# Azioni da svolgere:
a – Elenca tutti i participi passati che compaiono nel brano sull'eccezione di inammissibilità, nell'ordine in cui si presentano.
b – Scrivi il seguito del brano sull'eccezione di inammissibilità partendo dopo la sua ultima frase.

# Fonte:
6. - Le parti private Marina Mazzini e Clara Fiorentin, nella memoria depositata nell’imminenza dell’udienza pubblica del 24 novembre 1998, eccepiscono l’inammissibilità, per difetto di rilevanza, della questione sollevata dal Pretore di Milano, assumendo che la norma denunciata debba trovare applicazione con riferimento ai soli rapporti di lavoro a termine ancora in corso - diversamente da quelli dedotti nel giudizio a quo - alla data di entrata in vigore della norma stessa.

L’eccezione va disattesa.

Il rimettente motiva, infatti, specificamente sul punto relativo alla applicabilità della norma in questione ai rapporti di lavoro a termine già esauriti, concludendo non implausibilmente per la soluzione affermativa sulla scorta di argomenti ermeneutici di carattere sia logico che letterale.

# Dati forniti:
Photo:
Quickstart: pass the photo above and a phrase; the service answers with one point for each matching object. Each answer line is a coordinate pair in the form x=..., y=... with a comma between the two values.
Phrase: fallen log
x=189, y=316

# Risultati in ordine:
a – depositata, sollevata, denunciata, dedotti, disattesa, esauriti

b –
Argomenti rappresentati, da un lato, dalla considerazione che l’impegno, assunto dal Governo contestualmente alla conversione in legge del decreto, di «garantire comunque l’assunzione di quanti hanno proposto e vinto ricorso in prima istanza o inoltrato ricorso prima della emanazione del decreto 404 del 1996» (ordine del giorno Borghetta e Strambi, n. 9/2698/1), si giustifica solamente sul presupposto che anche i rapporti a termine già esauriti siano assoggettati alla disciplina impugnata; dall’altro, dalla circostanza che gli effetti della norma vengano fatti espressamente decorrere da una data, quella di costituzione dell’ente, risalente a quasi tre anni addietro, così da rendere assolutamente improbabile – tenuto conto della breve durata dei contratti a termine normalmente stipulati dall’ente Poste Italiane - che l’intenzione del legislatore fosse quella di rimuovere solamente i contratti in corso alla data di entrata in vigore della norma stessa.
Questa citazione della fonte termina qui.